• 抜粋:
....................

フランスの写真家マリー・リエスが、10年にわたり国立盲青年協会(パリ盲学校)に通う生徒たちを追ったドキュメンタリーフィルム。生徒たちの音楽活動の日々を追いながら、彼らの個人的な物語に迫る。
タイトル『Note for Note』は、先天性疾患による障害を克服し、フランス最高のジャズ・ピアニストと評価されるほどの成功を収めた、ミシェル・ペトルチアーニのアルバム『Note’n Notes』(1984年)から由来する。
KYOTOGRAPHIEのメインプログラムと連携し、出町座にて本作の上映を行います。
日本語字幕付きで上映される初の機会となります。
ぜひ、展覧会(以下情報ご参照)とあわせて、お楽しみください。
KG展覧会企画紹介
フランスの写真家マリー・リエスは、夫がいつも懐かしそうに語る早逝した全盲の親友の軌跡をたどるべく、親友が生前に通っていたパリ盲学校の生徒たちのポートレートを撮影する。夫の亡き親友に対する「記憶」という形をもたない事象から生まれた、生徒らとマリー・リエスとの写真による交歓は、親友と夫の幼き日の友情や、全盲者と晴眼者の世界をつなぐ、目には見えないけれどどこかに確かにある橋を浮かび上がらせる。会場では写真作品やドキュメンタリー映画に加え、日仏の視覚障害がある人々と共同で制作した「触る」写真も展示し、来場者がそれぞれの感覚で作品を体感する空間となる。

....................

• データ抜粋:
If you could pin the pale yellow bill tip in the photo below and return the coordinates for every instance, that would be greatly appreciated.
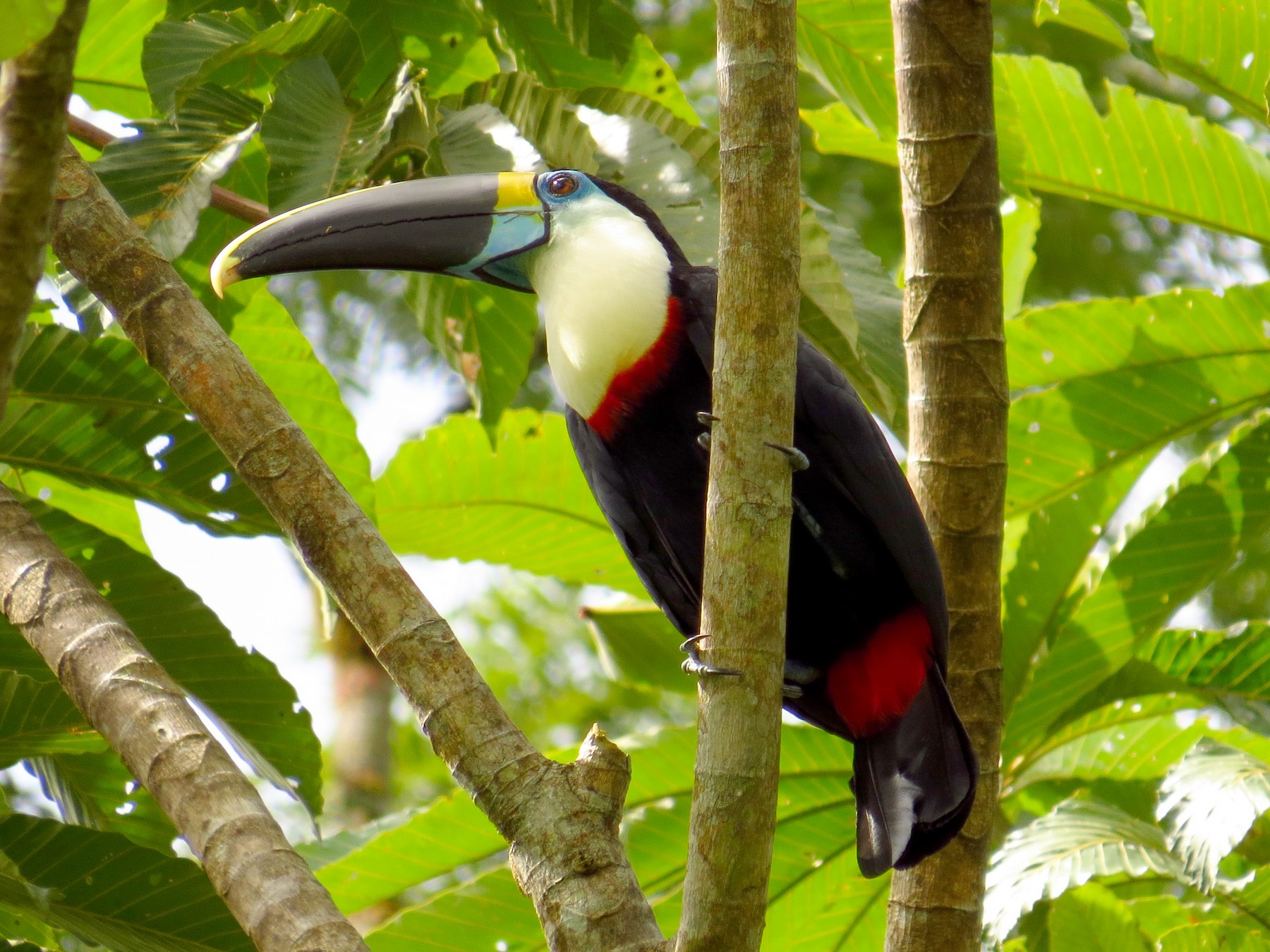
(224, 269)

....................

• 課題:
1. 抜粋の「フランスの写真家マリー・リエスが、10年」から「日本語字幕付きで上映される初の機会となります。」までを、すべてそのまま書き出してください。
2. 抜粋で、展覧会の会場に展示されるとされているものをすべて挙げてください。

• 解答:
1.
フランスの写真家マリー・リエスが、10年にわたり国立盲青年協会(パリ盲学校)に通う生徒たちを追ったドキュメンタリーフィルム。生徒たちの音楽活動の日々を追いながら、彼らの個人的な物語に迫る。
タイトル『Note for Note』は、先天性疾患による障害を克服し、フランス最高のジャズ・ピアニストと評価されるほどの成功を収めた、ミシェル・ペトルチアーニのアルバム『Note’n Notes』(1984年)から由来する。
KYOTOGRAPHIEのメインプログラムと連携し、出町座にて本作の上映を行います。
日本語字幕付きで上映される初の機会となります。

2.
・写真作品
・ドキュメンタリー映画
・日仏の視覚障害がある人々と共同で制作した「触る」写真